• _WHAT YOU SHOULD DO_: Would you print the records below word for word, without the pictures?
─── EXERCISE INPUTS
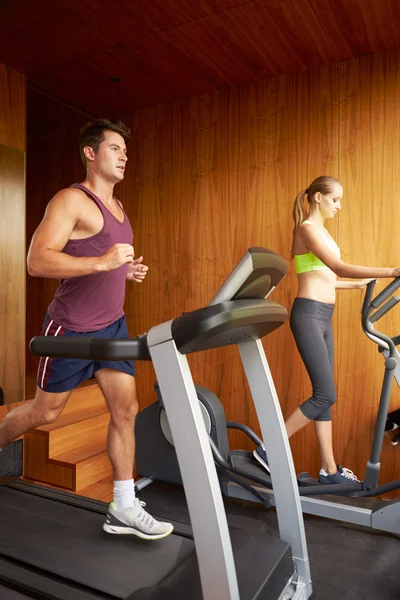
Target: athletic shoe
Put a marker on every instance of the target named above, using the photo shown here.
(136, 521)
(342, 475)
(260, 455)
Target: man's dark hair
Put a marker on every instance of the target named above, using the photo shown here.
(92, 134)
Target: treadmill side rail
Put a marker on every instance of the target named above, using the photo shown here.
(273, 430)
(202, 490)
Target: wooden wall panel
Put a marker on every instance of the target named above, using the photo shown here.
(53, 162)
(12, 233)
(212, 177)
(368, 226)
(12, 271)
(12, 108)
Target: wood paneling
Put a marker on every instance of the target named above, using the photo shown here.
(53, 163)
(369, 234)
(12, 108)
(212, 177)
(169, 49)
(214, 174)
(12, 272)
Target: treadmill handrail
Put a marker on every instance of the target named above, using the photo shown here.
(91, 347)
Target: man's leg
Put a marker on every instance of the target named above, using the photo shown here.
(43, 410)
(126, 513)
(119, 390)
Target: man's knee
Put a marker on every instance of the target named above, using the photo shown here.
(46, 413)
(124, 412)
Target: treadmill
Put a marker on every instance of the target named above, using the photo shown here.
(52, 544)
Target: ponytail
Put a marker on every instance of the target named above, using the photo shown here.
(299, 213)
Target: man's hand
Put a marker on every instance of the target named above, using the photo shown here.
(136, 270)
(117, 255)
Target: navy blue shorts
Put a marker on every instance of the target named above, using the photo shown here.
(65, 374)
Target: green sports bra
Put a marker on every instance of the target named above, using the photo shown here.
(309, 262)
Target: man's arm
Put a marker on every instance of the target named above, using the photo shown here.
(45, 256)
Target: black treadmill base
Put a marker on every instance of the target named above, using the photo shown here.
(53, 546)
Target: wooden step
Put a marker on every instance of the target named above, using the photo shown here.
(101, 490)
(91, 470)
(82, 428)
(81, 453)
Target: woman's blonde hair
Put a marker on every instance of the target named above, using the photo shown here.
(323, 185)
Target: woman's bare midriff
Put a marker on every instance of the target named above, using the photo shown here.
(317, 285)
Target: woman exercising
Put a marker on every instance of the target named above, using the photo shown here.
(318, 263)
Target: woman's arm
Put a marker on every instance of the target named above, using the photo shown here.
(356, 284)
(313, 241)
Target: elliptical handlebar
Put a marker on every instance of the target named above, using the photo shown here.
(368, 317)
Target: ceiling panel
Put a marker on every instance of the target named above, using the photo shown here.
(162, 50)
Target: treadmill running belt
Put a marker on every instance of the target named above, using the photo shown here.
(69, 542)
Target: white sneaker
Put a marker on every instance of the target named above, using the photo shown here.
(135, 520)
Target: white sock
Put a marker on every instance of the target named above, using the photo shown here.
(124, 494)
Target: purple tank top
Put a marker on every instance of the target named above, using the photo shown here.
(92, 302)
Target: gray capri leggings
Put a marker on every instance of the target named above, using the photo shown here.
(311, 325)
──────
• _EXERCISE OUTPUT_:
Target: athletic shoe
Put a marker on every instance of the target named above, using the photo shown here.
(136, 521)
(342, 475)
(260, 455)
Target: man's dark hair
Put a marker on every instance of the target named above, using the photo shown here.
(92, 134)
Target: treadmill side rail
Put a marker on every instance of the target named above, using the photo shown here.
(273, 430)
(202, 490)
Target: wooden wall panel
Put a marker on every instance of the target named above, using the photo shown here.
(53, 162)
(12, 233)
(212, 177)
(368, 226)
(12, 271)
(12, 108)
Target: wood paneling
Put a marker on every instance of the target named above, using the photo shown here.
(53, 163)
(369, 234)
(12, 108)
(212, 177)
(169, 49)
(214, 174)
(12, 272)
Target: treadmill handrail
Put a marker on every instance of the target named above, using the photo shown here.
(91, 347)
Target: man's leg
Put a marker on every instance of the target named above, using the photo shown here.
(43, 410)
(126, 513)
(119, 390)
Target: man's knee
Put a marker on every instance of the target named above, using the photo shown here.
(46, 413)
(124, 412)
Target: treadmill
Put a marker on every instance of the target named above, using the photo shown here.
(52, 544)
Target: ponytail
Put a marker on every instance of the target named above, using the photo shown here.
(299, 213)
Target: man's hand
Put a marker on every instance of the target named above, using the photo shown here.
(136, 270)
(117, 255)
Target: navy blue shorts
Put a marker on every instance of the target named above, using the photo shown here.
(65, 374)
Target: green sports bra
Put a marker on every instance of the target named above, using the photo shown here.
(309, 262)
Target: man's arm
Put a marker on every instance of the target named above, using the photo shown here.
(45, 256)
Target: black treadmill base
Put a marker on every instance of the target named above, using the photo shown here.
(53, 546)
Target: wooden step
Put a marker on every instance of the target named above, using the photo shown here.
(101, 490)
(91, 470)
(82, 428)
(81, 453)
Target: woman's blonde hair
Put a marker on every instance of the target named above, using the photo shown here.
(323, 185)
Target: woman's bare midriff
Put a marker on every instance of the target named above, using the photo shown here.
(317, 285)
Target: woman exercising
Put a marker on every instance of the target named above, using the photo shown here.
(318, 263)
Target: woman's arm
Put a marker on every instance of the target named above, using the photo shown here.
(356, 284)
(313, 241)
Target: elliptical handlebar
Put a marker on every instance of the target named above, using the photo shown here.
(368, 317)
Target: ceiling panel
Put a marker on every instance of the target named above, using the photo shown here.
(162, 50)
Target: treadmill running belt
Put a marker on every instance of the target named above, using the photo shown here.
(69, 542)
Target: white sneaker
Put a marker on every instance of the target named above, using the photo shown here.
(135, 520)
Target: white sock
Put a marker on every instance of the target named above, using the photo shown here.
(124, 494)
Target: purple tank top
Put a marker on every instance of the target named above, using the photo shown here.
(92, 302)
Target: gray capri leggings
Put a marker on every instance of the target named above, using the photo shown here.
(311, 325)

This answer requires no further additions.